OBJECTIVE —
Replace every "annotator" in the listing below with "labeler" and reproduce it with nothing else changed.

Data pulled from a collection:

* Begin *

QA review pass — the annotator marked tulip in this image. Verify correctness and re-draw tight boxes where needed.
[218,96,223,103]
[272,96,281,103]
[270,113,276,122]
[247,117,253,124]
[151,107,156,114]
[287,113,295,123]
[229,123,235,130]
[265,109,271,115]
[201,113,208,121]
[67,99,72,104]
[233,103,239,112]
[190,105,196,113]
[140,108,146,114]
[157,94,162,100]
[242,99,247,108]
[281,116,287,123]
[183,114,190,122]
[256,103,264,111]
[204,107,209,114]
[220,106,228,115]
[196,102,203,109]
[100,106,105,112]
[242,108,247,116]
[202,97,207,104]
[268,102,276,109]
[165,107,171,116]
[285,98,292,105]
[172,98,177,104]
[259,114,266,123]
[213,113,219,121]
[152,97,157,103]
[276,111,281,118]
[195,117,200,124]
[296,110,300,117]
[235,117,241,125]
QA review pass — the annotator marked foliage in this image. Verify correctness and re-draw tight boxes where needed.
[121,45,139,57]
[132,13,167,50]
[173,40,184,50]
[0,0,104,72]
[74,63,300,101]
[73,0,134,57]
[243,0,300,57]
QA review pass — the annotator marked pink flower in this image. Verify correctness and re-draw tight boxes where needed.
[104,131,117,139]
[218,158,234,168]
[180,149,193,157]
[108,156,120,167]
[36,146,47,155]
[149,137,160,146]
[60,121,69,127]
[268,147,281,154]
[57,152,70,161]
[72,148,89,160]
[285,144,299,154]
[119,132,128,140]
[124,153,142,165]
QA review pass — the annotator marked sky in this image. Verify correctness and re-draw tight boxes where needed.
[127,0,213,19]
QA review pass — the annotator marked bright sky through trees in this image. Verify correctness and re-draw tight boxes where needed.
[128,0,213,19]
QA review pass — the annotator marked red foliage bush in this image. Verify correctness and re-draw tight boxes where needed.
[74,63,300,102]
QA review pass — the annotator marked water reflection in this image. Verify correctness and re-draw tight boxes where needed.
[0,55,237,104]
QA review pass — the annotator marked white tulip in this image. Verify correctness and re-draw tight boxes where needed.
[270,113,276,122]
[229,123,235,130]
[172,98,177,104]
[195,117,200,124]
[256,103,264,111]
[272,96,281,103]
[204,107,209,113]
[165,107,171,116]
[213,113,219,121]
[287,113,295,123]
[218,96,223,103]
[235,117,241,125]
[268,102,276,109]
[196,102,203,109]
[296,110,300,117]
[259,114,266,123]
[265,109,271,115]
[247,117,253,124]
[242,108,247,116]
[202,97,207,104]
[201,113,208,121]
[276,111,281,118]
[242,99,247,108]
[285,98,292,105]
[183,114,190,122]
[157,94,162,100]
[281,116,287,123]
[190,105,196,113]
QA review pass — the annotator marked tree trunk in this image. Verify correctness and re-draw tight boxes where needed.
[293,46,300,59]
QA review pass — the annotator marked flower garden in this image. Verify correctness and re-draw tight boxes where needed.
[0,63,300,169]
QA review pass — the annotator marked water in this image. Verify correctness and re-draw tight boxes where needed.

* End *

OUTPUT BELOW —
QA review pass — the labeler marked tulip in this image. Verify correctness and re-draw tight boxes where needed.
[218,96,223,103]
[272,96,281,103]
[270,113,276,122]
[247,117,253,124]
[151,107,156,114]
[287,113,295,123]
[229,123,235,130]
[265,109,271,115]
[201,113,208,121]
[67,99,72,104]
[233,103,239,112]
[190,105,196,113]
[140,108,146,114]
[157,94,162,100]
[242,99,247,108]
[281,116,287,123]
[183,114,190,122]
[256,103,264,111]
[204,107,209,114]
[220,106,228,115]
[196,102,203,109]
[100,106,105,112]
[242,108,247,116]
[202,97,207,104]
[268,102,276,109]
[165,107,171,116]
[285,98,292,105]
[172,98,177,104]
[259,114,266,123]
[213,113,219,121]
[152,97,157,103]
[276,111,281,118]
[195,117,200,124]
[296,110,300,117]
[235,117,241,125]
QA review pass — the labeler marked foliage in this image. Verify correctness and re-draw tight boxes where needed.
[121,45,139,57]
[132,13,167,50]
[173,40,184,50]
[0,0,104,72]
[74,63,300,101]
[73,0,134,57]
[243,0,300,57]
QA review pass — the labeler marked pink flower in this image. Verify correctness and re-draw tight boxes where needed.
[104,131,117,139]
[218,158,234,168]
[180,149,193,157]
[108,156,120,167]
[36,146,47,155]
[149,137,160,146]
[60,121,69,127]
[268,147,281,154]
[57,152,70,161]
[72,148,89,160]
[285,144,299,154]
[119,132,128,140]
[124,153,142,165]
QA review pass — the labeler marked sky in this image. Verify correctness and re-draw tight boxes where needed.
[127,0,213,19]
QA review pass — the labeler marked bright sky through trees in this image. Verify correctness and re-draw tight boxes where needed.
[128,0,213,19]
QA review pass — the labeler marked red foliage bush in this image. Verify correctness and re-draw tight boxes where needed.
[74,63,300,102]
QA review pass — the labeler marked water reflection in this image. Verify correctness and re-draw tight boxes where needed.
[0,55,237,104]
QA review pass — the labeler marked white tulip in this image. Verify correctness and re-draw tight boxes where needed.
[270,113,276,122]
[229,123,235,130]
[172,98,177,104]
[195,117,200,124]
[256,103,264,111]
[272,96,281,103]
[204,107,209,113]
[165,107,171,116]
[213,113,219,121]
[287,113,295,123]
[218,96,223,103]
[235,117,241,125]
[268,102,276,109]
[196,102,203,109]
[296,110,300,117]
[259,114,266,123]
[265,109,271,115]
[247,117,253,124]
[242,108,247,116]
[202,97,207,104]
[201,113,208,121]
[276,111,281,118]
[242,99,247,108]
[285,98,292,105]
[183,114,190,122]
[157,94,162,100]
[281,116,287,123]
[190,105,196,113]
QA review pass — the labeler marked tree trunk in this image. Verify correctness and re-draw tight boxes where needed.
[293,46,300,59]
QA review pass — the labeler marked flower garden in this image. Verify correctness and re-draw tight boxes where needed.
[0,63,300,169]
QA review pass — the labeler marked water in this image. Verify correctness and re-draw tight boxes where needed.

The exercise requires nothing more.